Exercise aim:
Rewrite the lines of each item below as a numbered list, omitting any blank lines.

[Start of Attachment]

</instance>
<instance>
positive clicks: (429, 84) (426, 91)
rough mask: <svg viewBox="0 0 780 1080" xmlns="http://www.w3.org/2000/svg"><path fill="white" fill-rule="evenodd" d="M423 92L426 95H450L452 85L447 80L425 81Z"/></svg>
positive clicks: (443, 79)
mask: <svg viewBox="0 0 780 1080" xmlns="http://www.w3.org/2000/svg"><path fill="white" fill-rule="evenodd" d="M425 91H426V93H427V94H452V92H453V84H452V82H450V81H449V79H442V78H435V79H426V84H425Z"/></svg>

[End of Attachment]

Written response:
1. </instance>
2. <instance>
3. positive clicks: (429, 84) (426, 91)
4. rough mask: <svg viewBox="0 0 780 1080" xmlns="http://www.w3.org/2000/svg"><path fill="white" fill-rule="evenodd" d="M423 92L426 95H450L452 85L447 80L425 81Z"/></svg>
5. positive clicks: (443, 79)
6. mask: <svg viewBox="0 0 780 1080" xmlns="http://www.w3.org/2000/svg"><path fill="white" fill-rule="evenodd" d="M425 91H426V93H427V94H452V92H453V84H452V82H450V81H449V79H442V78H435V79H426V84H425Z"/></svg>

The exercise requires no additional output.